PROVIDED DATA >>
- - -

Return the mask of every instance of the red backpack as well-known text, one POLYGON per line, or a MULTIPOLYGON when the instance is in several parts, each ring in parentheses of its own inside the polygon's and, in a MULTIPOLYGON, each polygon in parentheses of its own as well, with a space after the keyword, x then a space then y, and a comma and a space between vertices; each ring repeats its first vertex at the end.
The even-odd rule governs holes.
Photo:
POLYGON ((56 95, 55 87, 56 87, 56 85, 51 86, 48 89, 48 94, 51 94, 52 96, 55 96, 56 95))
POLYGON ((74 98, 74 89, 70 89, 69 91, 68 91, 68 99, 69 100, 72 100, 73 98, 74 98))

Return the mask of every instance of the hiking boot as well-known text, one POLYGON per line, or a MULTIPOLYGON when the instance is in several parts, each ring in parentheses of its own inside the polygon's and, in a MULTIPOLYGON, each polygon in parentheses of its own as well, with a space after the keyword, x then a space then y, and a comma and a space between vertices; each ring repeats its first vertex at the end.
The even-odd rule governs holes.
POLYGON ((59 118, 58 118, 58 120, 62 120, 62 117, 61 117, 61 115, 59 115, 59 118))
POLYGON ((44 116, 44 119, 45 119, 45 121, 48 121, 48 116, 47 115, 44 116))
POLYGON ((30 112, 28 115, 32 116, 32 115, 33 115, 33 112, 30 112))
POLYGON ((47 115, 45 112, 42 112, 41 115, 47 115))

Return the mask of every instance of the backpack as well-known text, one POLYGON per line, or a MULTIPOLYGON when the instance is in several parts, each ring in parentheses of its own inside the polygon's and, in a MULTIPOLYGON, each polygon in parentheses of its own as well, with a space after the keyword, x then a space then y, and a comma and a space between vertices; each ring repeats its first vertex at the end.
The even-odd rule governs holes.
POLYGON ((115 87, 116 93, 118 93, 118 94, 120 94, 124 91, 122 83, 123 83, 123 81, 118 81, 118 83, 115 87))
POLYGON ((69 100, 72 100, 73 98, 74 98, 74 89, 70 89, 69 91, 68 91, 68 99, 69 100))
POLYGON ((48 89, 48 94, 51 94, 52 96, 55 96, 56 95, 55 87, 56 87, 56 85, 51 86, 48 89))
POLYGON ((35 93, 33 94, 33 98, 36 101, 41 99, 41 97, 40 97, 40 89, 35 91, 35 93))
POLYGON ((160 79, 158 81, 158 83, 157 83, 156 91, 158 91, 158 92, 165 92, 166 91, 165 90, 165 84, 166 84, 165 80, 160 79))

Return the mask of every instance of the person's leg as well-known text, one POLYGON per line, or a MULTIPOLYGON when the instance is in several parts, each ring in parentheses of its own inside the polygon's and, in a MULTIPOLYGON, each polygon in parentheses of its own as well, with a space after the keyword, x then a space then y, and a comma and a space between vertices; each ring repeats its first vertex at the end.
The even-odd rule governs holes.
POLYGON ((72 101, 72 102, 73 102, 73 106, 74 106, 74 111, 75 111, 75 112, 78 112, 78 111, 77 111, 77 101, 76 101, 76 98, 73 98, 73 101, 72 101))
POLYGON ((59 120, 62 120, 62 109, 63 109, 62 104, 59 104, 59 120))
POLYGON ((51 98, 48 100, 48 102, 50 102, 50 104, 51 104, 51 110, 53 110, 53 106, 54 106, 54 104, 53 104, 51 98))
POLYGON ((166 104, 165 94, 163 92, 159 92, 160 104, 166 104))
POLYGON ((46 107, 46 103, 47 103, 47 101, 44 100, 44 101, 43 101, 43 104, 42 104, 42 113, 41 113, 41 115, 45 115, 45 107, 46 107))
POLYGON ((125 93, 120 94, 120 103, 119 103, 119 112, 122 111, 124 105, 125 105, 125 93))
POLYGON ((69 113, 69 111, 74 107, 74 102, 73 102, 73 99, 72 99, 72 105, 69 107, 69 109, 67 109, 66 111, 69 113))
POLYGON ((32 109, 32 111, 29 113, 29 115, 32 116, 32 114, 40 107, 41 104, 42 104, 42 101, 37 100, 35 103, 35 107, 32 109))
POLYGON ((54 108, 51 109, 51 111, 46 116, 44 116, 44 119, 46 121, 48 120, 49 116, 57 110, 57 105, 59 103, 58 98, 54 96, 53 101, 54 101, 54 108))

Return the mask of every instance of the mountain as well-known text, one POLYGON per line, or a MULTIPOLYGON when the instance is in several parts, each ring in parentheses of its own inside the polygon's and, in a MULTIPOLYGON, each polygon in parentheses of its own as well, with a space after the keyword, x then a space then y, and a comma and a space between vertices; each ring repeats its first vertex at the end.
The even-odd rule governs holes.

- - -

EXERCISE AIM >> Present every line of all the records above as one numbered list, omitting the blank lines.

PROBLEM SOLUTION >>
1. Return the mask of every instance of the red backpack as well-known text, one POLYGON per line, or a MULTIPOLYGON when the instance is in several parts, each ring in parentheses of its own inside the polygon's and, in a MULTIPOLYGON, each polygon in parentheses of its own as well, with a space after the keyword, x then a space then y, and a comma and a space between vertices; each ring repeats its first vertex at the end.
2. The even-odd rule governs holes.
3. Photo:
4. POLYGON ((56 95, 55 87, 56 87, 56 85, 51 86, 48 89, 48 94, 51 94, 52 96, 55 96, 56 95))
5. POLYGON ((74 98, 74 89, 70 89, 69 91, 68 91, 68 99, 69 100, 72 100, 73 98, 74 98))
6. Return the mask of every instance of the hiking boot as well-known text, one POLYGON per line, or a MULTIPOLYGON when the instance is in several parts, each ring in parentheses of its own inside the polygon's and, in a MULTIPOLYGON, each polygon in parentheses of its own as well, with a space after the keyword, x then a space then y, and a comma and a space between vertices; each ring repeats its first vertex at the end.
7. The even-odd rule governs holes.
8. POLYGON ((59 118, 58 118, 58 120, 62 120, 62 117, 61 117, 61 115, 59 115, 59 118))
9. POLYGON ((44 116, 44 119, 45 119, 45 121, 48 121, 48 116, 47 115, 44 116))
10. POLYGON ((30 112, 28 115, 32 116, 32 115, 33 115, 33 112, 30 112))
11. POLYGON ((47 115, 45 112, 42 112, 41 115, 47 115))
12. Return the mask of every instance of the backpack as well-known text, one POLYGON per line, or a MULTIPOLYGON when the instance is in several parts, each ring in parentheses of its own inside the polygon's and, in a MULTIPOLYGON, each polygon in parentheses of its own as well, with a space after the keyword, x then a space then y, and a comma and a space between vertices; each ring repeats its first vertex at the end.
13. The even-odd rule governs holes.
14. POLYGON ((115 87, 116 93, 118 93, 118 94, 120 94, 124 91, 122 83, 123 83, 123 81, 118 81, 118 83, 115 87))
15. POLYGON ((69 100, 72 100, 73 98, 74 98, 74 89, 70 89, 69 91, 68 91, 68 99, 69 100))
16. POLYGON ((48 89, 48 94, 51 94, 52 96, 55 96, 56 95, 55 87, 56 87, 56 85, 51 86, 48 89))
17. POLYGON ((35 93, 33 94, 33 98, 36 101, 41 99, 41 97, 40 97, 40 89, 35 91, 35 93))
18. POLYGON ((160 79, 158 81, 158 83, 157 83, 156 91, 158 91, 158 92, 165 92, 166 91, 165 90, 165 84, 166 84, 165 80, 160 79))
19. Return the mask of every instance of the person's leg as well-known text, one POLYGON per line, or a MULTIPOLYGON when the instance is in several parts, each ring in parentheses of its own inside the polygon's and, in a MULTIPOLYGON, each polygon in parentheses of its own as well, with a space after the keyword, x then a space then y, and a comma and a space between vertices; each ring repeats its first vertex at the end.
20. The even-odd rule governs holes.
21. POLYGON ((72 101, 72 102, 73 102, 73 106, 74 106, 74 111, 75 111, 75 112, 78 112, 78 111, 77 111, 77 101, 76 101, 76 98, 73 98, 73 101, 72 101))
22. POLYGON ((59 120, 62 120, 62 109, 63 109, 62 104, 59 104, 59 120))
23. POLYGON ((51 98, 48 100, 48 102, 50 102, 50 104, 51 104, 51 110, 53 110, 53 106, 54 106, 54 104, 53 104, 51 98))
24. POLYGON ((166 104, 165 94, 163 92, 159 92, 160 104, 166 104))
25. POLYGON ((46 107, 46 103, 47 103, 47 101, 44 100, 44 101, 43 101, 43 104, 42 104, 42 113, 41 113, 41 115, 45 115, 45 107, 46 107))
26. POLYGON ((125 93, 120 94, 120 103, 119 103, 119 112, 122 111, 124 105, 125 105, 125 93))
27. POLYGON ((69 113, 69 111, 74 107, 74 102, 73 102, 73 99, 72 99, 72 105, 69 107, 69 109, 67 109, 66 111, 69 113))
28. POLYGON ((32 109, 32 111, 29 113, 29 115, 32 116, 32 114, 40 107, 41 104, 42 104, 42 101, 37 100, 35 103, 35 107, 32 109))
29. POLYGON ((54 108, 51 109, 51 111, 46 116, 44 116, 44 119, 46 121, 48 120, 49 116, 57 110, 57 105, 59 103, 58 98, 54 96, 53 101, 54 101, 54 108))
30. Return the mask of every instance of the mountain as well-known text, one POLYGON per line, or a MULTIPOLYGON when the instance is in several parts, each ring in parentheses of its own inside the polygon's and, in a MULTIPOLYGON, each polygon in parentheses of its own as well, with a space after the keyword, x then a space then y, and a comma and a space between vertices; each ring repeats its first vertex at the end.
31. The even-odd rule governs holes.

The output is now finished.